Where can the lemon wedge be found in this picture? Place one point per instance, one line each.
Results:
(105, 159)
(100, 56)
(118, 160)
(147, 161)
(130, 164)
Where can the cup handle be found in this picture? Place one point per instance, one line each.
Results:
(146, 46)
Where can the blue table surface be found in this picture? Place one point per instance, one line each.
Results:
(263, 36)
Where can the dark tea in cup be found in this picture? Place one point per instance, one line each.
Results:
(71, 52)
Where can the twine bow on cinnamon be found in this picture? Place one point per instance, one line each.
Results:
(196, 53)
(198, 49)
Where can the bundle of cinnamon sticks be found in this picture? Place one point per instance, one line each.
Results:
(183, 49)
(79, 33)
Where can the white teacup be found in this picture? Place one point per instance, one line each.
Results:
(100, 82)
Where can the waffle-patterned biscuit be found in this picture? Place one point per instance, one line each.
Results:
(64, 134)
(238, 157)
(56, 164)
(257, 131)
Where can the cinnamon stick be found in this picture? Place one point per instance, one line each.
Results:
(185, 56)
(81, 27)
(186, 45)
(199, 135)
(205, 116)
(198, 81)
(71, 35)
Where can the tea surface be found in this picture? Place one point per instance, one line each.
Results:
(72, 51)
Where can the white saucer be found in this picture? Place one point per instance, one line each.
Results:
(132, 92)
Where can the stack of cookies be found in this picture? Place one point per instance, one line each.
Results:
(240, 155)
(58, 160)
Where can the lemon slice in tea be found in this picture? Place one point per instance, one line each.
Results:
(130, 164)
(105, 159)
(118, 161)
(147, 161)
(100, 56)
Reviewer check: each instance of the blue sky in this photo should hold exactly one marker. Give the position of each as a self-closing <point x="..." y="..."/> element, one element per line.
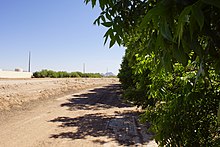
<point x="59" y="33"/>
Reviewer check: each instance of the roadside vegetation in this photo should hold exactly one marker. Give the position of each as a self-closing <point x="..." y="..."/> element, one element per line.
<point x="171" y="67"/>
<point x="63" y="74"/>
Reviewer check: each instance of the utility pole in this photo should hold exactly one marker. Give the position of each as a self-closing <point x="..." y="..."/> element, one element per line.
<point x="84" y="68"/>
<point x="29" y="62"/>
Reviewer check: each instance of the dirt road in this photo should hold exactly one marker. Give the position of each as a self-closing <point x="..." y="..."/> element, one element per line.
<point x="92" y="117"/>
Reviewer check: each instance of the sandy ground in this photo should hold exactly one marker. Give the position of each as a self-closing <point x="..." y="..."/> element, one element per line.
<point x="13" y="93"/>
<point x="66" y="112"/>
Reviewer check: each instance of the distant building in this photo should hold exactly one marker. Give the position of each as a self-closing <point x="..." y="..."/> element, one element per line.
<point x="108" y="74"/>
<point x="17" y="74"/>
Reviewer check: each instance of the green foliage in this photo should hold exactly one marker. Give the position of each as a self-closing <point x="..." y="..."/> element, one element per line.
<point x="171" y="66"/>
<point x="64" y="74"/>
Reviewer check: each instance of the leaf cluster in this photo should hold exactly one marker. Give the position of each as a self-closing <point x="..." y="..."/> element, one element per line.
<point x="63" y="74"/>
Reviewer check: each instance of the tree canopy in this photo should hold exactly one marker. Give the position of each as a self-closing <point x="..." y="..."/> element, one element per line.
<point x="172" y="62"/>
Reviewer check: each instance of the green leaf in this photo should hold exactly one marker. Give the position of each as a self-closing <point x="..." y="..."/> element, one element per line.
<point x="165" y="31"/>
<point x="112" y="42"/>
<point x="166" y="61"/>
<point x="108" y="16"/>
<point x="93" y="3"/>
<point x="107" y="34"/>
<point x="183" y="18"/>
<point x="198" y="15"/>
<point x="107" y="24"/>
<point x="180" y="55"/>
<point x="215" y="3"/>
<point x="219" y="115"/>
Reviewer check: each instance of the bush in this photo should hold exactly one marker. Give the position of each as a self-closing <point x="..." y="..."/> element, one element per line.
<point x="64" y="74"/>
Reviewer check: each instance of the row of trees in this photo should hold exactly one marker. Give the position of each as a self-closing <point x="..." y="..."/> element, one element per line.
<point x="171" y="66"/>
<point x="63" y="74"/>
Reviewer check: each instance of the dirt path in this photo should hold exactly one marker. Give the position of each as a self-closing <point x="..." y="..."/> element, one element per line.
<point x="93" y="117"/>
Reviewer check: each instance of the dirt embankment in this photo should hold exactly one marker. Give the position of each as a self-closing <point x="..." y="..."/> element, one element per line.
<point x="14" y="93"/>
<point x="94" y="117"/>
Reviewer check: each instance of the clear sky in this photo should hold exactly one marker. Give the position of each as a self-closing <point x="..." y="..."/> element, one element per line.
<point x="59" y="33"/>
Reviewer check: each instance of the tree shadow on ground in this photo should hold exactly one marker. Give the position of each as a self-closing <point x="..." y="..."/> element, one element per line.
<point x="99" y="98"/>
<point x="120" y="126"/>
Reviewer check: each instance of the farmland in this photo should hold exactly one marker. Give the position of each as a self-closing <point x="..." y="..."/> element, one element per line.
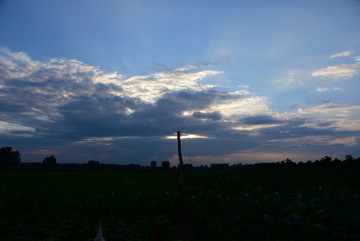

Your assignment
If a line in the material above holds "white", copy it.

Completed task
Where can the white teacup be found in this picture? Place one point per instance, one line each.
Where can the white saucer be found in this picture? Place one point per instance, one line each.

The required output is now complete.